Datos a utilizar:
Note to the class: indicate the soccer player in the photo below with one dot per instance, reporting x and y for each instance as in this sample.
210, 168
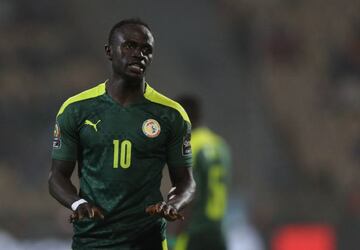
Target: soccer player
203, 228
121, 133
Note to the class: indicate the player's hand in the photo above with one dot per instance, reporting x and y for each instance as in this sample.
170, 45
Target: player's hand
164, 210
86, 210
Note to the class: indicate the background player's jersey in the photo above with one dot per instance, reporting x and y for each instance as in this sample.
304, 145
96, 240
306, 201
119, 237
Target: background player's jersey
211, 169
121, 151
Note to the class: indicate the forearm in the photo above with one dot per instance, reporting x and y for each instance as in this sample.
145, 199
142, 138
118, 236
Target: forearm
182, 194
60, 185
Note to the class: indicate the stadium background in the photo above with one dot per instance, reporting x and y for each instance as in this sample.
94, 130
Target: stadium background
280, 80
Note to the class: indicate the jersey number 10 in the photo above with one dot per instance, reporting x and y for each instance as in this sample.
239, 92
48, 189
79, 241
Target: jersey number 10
123, 150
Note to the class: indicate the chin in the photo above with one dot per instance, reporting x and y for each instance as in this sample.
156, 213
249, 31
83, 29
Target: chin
134, 77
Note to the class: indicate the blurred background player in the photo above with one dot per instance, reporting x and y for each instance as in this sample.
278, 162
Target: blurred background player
203, 225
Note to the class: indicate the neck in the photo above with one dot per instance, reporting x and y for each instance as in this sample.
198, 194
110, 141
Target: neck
125, 91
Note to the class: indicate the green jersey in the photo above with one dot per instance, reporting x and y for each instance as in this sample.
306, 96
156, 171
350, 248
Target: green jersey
121, 151
211, 169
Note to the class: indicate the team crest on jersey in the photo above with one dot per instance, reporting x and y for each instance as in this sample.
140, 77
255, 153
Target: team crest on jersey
56, 140
151, 128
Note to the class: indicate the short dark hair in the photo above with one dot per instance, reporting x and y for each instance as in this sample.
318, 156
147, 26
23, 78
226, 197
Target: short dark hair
124, 22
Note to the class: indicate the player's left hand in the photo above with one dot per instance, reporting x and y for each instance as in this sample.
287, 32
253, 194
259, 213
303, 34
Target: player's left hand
164, 210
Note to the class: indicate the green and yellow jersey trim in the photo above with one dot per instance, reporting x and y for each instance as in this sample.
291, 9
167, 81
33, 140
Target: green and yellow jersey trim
87, 94
150, 94
154, 96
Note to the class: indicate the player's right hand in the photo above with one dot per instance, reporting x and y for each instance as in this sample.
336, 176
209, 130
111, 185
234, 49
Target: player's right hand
86, 210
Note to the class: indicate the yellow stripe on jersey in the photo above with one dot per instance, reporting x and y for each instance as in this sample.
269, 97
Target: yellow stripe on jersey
87, 94
164, 245
154, 96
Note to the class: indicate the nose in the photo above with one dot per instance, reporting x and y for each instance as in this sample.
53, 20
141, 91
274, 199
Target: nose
139, 53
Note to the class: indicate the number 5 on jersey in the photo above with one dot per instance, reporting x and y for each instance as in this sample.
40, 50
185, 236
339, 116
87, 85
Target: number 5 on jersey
124, 150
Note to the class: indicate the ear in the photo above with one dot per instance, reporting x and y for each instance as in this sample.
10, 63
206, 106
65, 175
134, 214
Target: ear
108, 52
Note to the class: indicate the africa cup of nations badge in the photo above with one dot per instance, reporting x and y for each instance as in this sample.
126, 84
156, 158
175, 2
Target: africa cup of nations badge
56, 140
151, 128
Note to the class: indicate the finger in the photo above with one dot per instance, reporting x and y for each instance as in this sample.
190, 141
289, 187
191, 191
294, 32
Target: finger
98, 213
89, 212
151, 209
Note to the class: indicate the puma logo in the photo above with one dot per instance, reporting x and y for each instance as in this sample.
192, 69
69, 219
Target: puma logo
90, 123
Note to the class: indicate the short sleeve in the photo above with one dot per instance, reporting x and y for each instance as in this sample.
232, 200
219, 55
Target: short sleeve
65, 140
179, 147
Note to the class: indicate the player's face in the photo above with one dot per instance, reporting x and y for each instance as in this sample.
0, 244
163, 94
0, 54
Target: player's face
132, 51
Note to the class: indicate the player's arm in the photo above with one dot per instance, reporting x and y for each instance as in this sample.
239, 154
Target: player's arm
183, 187
180, 195
64, 191
60, 185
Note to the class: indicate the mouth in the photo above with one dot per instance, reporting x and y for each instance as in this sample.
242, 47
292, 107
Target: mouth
136, 67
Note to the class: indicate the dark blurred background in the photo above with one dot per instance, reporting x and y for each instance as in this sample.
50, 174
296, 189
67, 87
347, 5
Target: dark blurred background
280, 80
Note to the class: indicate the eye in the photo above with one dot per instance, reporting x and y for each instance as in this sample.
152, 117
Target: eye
129, 45
146, 50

Tu objetivo:
¿Puedes copiar de nuevo los registros desde la línea que contiene "Note to the class: indicate the mouth" hasta el final de los registros, esa línea incluida, cambiando "mouth" por "lips" y dejando todo lo demás igual?

Solución del problema:
Note to the class: indicate the lips in the photo above with one dot per instance, reporting x and y for each instance as in this sample.
242, 47
292, 107
Target: lips
136, 67
Note to the class: indicate the dark blurred background in the photo above with one dot per instance, reporting x and y for each instance as in this sample.
50, 174
296, 189
67, 87
347, 5
Target: dark blurred background
280, 80
Note to the class: indicate the eye in the photo above with one dot per instance, reporting x and y for each instance as in this sample.
152, 117
Target: eye
129, 45
146, 50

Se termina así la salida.